### Given passage

━━━━━━━━━━━━━━━━

ARTICLE 47-INCORPORATION BY REFERENCE

The following policies, and no others, are hereby incorporated as written, into the Agreement as of July 7, 2012:

1. HR Policy 123 (Positive Discipline).

2. HR Policy 404 (Drug & Alcohol Testing).

3. Job Descriptions/classifications.*

*The Company must have, and provide, reasonable and legitimate business justification for any jobs created, or any existing jobs permanently and substantially changed. The Company will supply this information to the Union in writing upon notification to it of the Company's proposal(s) to create or change jobs. The parties agree to honor their good-faith bargaining obligations regarding the creation or modification of job classifications and their attendant job descriptions. They will meet diligently and without delay to negotiate any new or changed job. The Union reserves the right to address disputes not covered under the provisions of this article as provided in Article 10 and 11 of the contract.

...

[Doc. 20] (bold in original).

On September 22, 2017, Plaintiff filed a charge against Defendant with the National Labor Relations Board ("NLRB"). The NLRB dismissed the charge. The charge was dismissed as untimely. Plaintiff then decided to take the matter to arbitration.

During arbitration, at issue was the collective bargaining agreement between Plaintiff and Defendant referred to as the "preface" or "administrative section" of the Job Description Manual. This preface is an agreement negotiated and agreed to in or around 1986 by both parties. [Doc. 20.9]. Plaintiff argued at arbitration that the preface was eliminated by the plain language of Article 38, while Defendant argued that the preface was incorporated by reference by the plain language of Article 47.

An arbitration hearing was held. Both parties presented exhibits and witnesses in support of their respective interpretations of the 2015 Agreement.

II. Arbitrator's Decision

The question before the arbitrator was whether the preface was eliminated by Article 38 of the 2015 Agreement. [Doc. 20.19]. After reviewing the 2015 Agreement, the documentary evidence and the testimony of the witnesses, the arbitrator determined that the preface was made null and void as of July 7, 2012 based on the language of Article 38. [Id.] Plaintiff filed a petition to enforce the arbitration award and Defendant responded by filing a counter-petition to vacate the arbitration award and both parties filed motions for summary judgment in support of their petitions.

━━━━━━━━━━━━━━━━

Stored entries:
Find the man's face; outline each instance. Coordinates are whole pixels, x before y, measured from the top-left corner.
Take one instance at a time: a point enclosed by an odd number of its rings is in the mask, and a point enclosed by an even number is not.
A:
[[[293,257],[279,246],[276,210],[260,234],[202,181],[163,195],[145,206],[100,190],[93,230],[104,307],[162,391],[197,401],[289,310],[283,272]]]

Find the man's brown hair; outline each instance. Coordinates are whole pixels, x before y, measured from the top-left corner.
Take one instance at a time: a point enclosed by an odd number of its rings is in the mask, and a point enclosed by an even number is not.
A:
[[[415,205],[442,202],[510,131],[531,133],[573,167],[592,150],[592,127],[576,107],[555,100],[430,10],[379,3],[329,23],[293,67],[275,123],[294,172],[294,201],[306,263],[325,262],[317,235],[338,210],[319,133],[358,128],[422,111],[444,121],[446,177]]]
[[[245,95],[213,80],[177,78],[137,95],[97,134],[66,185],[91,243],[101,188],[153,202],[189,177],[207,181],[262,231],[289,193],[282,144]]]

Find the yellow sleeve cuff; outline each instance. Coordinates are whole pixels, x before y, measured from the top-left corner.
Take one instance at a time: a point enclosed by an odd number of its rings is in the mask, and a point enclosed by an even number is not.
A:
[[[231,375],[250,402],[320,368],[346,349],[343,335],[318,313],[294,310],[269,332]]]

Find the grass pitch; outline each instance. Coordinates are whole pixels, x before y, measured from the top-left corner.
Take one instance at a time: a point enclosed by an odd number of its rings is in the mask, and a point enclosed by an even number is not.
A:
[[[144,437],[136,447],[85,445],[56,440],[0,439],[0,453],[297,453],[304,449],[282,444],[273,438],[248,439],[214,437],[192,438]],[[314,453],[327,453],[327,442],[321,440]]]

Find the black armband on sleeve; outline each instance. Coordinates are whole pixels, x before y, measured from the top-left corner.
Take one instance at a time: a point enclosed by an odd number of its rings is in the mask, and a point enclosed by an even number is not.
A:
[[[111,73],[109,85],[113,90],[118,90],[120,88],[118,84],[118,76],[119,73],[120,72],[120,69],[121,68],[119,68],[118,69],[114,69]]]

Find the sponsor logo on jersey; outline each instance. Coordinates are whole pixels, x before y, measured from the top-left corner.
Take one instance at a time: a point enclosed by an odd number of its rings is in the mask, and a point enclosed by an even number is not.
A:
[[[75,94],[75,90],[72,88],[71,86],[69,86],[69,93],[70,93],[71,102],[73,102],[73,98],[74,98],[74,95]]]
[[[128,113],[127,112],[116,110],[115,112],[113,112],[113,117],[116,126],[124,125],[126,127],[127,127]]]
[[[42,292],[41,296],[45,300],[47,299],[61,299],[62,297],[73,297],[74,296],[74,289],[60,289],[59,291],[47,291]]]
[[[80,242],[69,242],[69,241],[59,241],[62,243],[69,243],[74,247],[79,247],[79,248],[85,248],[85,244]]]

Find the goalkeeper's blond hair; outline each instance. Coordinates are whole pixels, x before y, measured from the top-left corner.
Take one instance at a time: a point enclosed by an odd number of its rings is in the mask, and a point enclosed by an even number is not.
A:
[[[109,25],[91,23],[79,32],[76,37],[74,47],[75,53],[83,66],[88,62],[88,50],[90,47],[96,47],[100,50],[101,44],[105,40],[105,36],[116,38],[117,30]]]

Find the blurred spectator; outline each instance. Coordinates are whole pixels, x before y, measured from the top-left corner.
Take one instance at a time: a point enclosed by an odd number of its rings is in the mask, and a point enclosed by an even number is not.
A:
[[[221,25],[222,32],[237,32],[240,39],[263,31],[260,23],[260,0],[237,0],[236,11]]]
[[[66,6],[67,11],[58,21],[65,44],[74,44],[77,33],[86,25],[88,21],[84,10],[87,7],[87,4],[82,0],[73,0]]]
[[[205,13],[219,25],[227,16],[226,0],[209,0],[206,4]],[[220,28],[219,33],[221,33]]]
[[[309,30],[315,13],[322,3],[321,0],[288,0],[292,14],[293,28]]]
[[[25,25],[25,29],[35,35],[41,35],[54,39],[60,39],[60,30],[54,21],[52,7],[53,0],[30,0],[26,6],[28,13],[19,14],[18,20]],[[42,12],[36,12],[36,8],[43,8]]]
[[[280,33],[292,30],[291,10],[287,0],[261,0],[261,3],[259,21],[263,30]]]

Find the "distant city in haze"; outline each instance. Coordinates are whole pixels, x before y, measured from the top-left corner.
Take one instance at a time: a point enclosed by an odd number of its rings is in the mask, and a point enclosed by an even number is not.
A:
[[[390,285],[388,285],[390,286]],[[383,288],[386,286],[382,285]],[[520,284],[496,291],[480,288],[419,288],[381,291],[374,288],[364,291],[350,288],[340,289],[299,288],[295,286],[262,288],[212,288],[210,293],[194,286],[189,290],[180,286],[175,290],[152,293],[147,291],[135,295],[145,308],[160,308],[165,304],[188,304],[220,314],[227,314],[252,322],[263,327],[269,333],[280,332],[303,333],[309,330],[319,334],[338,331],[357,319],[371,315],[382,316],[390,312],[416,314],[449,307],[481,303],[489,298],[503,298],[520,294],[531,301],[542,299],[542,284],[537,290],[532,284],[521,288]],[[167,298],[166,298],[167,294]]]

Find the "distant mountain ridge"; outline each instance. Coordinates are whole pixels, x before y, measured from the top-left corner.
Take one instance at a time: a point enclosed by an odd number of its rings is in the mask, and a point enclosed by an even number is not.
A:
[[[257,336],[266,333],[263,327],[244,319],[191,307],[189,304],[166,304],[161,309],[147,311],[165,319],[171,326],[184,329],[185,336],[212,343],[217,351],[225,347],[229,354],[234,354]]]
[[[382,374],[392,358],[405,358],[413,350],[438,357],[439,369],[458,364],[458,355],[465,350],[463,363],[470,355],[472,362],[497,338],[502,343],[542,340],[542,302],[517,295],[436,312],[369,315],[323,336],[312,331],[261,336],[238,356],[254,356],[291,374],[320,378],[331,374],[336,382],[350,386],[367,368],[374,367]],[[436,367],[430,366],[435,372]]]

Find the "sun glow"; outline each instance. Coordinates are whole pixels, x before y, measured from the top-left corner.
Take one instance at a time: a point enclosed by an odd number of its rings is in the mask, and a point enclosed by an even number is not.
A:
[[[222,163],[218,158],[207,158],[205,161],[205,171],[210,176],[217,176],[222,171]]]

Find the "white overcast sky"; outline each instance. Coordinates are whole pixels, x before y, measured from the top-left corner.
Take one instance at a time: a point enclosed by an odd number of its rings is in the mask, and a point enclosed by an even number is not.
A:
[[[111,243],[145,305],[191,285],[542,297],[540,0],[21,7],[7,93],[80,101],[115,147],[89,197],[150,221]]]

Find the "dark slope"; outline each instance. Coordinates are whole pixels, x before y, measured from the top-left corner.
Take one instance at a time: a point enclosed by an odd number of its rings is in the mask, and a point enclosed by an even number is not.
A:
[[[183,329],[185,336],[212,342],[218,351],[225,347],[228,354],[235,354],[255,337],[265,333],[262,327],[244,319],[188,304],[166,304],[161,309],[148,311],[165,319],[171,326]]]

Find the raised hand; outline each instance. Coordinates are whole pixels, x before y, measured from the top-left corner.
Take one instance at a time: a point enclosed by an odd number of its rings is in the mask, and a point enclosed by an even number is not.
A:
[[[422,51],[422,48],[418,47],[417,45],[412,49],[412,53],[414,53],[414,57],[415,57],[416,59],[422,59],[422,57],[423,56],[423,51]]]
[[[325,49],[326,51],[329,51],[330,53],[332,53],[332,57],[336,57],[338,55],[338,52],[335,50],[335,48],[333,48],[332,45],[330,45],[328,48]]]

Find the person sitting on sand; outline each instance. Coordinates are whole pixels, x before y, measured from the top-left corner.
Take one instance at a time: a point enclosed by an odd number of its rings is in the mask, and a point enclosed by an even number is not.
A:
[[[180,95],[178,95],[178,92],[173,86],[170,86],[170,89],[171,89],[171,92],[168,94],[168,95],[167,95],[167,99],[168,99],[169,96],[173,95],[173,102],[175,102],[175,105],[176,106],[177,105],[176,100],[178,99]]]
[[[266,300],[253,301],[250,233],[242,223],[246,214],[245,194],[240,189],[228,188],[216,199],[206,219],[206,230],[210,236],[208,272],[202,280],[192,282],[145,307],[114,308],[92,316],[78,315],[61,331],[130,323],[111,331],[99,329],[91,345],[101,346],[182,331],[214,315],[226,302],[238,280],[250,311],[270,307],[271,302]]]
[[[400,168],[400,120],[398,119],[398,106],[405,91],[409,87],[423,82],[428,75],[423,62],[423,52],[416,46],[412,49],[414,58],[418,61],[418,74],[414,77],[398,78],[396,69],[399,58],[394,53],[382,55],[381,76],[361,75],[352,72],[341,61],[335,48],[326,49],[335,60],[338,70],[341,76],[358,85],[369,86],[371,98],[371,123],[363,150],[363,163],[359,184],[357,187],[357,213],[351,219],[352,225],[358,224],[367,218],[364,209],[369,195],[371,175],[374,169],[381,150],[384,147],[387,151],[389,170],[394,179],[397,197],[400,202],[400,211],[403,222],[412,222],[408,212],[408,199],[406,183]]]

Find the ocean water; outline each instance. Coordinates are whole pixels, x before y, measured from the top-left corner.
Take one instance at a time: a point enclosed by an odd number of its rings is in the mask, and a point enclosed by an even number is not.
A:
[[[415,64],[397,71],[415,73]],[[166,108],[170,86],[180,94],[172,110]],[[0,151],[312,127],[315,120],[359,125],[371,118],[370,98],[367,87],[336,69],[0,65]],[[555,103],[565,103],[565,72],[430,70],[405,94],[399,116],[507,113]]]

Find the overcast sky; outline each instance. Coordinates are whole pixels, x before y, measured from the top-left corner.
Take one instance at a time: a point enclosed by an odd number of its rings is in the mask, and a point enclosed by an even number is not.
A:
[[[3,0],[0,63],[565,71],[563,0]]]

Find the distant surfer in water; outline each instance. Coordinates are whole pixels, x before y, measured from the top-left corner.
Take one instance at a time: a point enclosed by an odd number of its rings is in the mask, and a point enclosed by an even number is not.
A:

━━━━━━━━━━━━━━━━

### Problems
1. Revise the labor arbitration excerpt starting at "1. HR Policy" and ending at "of the contract.", putting "promptly" wherever "diligently" occurs.
2. Using the labor arbitration excerpt, answer these questions:
(a) On what date did Plaintiff file a charge with the NLRB?
(b) In or around what year was the preface to the Job Description Manual negotiated?
(c) Which article of the 2015 Agreement did the arbitrator rely on in finding the preface null and void?
3. Pick up the labor arbitration excerpt after its final sentence and write what comes next.
These entries were drawn from a separate source, unrelated to the labor arbitration excerpt.

### Exercise answers
1.
1. HR Policy 123 (Positive Discipline).

2. HR Policy 404 (Drug & Alcohol Testing).

3. Job Descriptions/classifications.*

*The Company must have, and provide, reasonable and legitimate business justification for any jobs created, or any existing jobs permanently and substantially changed. The Company will supply this information to the Union in writing upon notification to it of the Company's proposal(s) to create or change jobs. The parties agree to honor their good-faith bargaining obligations regarding the creation or modification of job classifications and their attendant job descriptions. They will meet promptly and without delay to negotiate any new or changed job. The Union reserves the right to address disputes not covered under the provisions of this article as provided in Article 10 and 11 of the contract.

2.
(a) September 22, 2017.
(b) 1986.
(c) Article 38.

3.
STANDARD OF REVIEW

Summary judgment is warranted "if the movant shows that there is no genuine dispute as to any material fact and the movant is entitled to judgment as a matter of law." Fed. R. Civ. P. 56(a) ; see also Anderson v. Liberty Lobby, Inc. , 477 U.S. 242, 248–50, 106 S.Ct. 2505, 91 L.Ed.2d 202 (1986). A fact is considered material if it "might affect the outcome of the suit under the governing law." Anderson , 477 U.S. at 248–50, 106 S.Ct. 2505. An issue is "genuine" if the evidence is such that it might lead a reasonable jury to return a verdict for the nonmoving party. See Tabor v. Hilti, Inc. , 703 F.3d 1206, 1215 (10th Cir. 2013). "The nonmoving party is entitled to all reasonable inferences from the record; but if the nonmovant bears the burden of persuasion on a claim at trial, summary judgment may be warranted if the movant points out a lack of evidence to support an essential element of that claim and the nonmovant cannot identify specific facts that would create a genuine issue." Water Pik, Inc. v. Med-Systems, Inc., 726 F.3d 1136, 1143-44 (10th Cir. 2013).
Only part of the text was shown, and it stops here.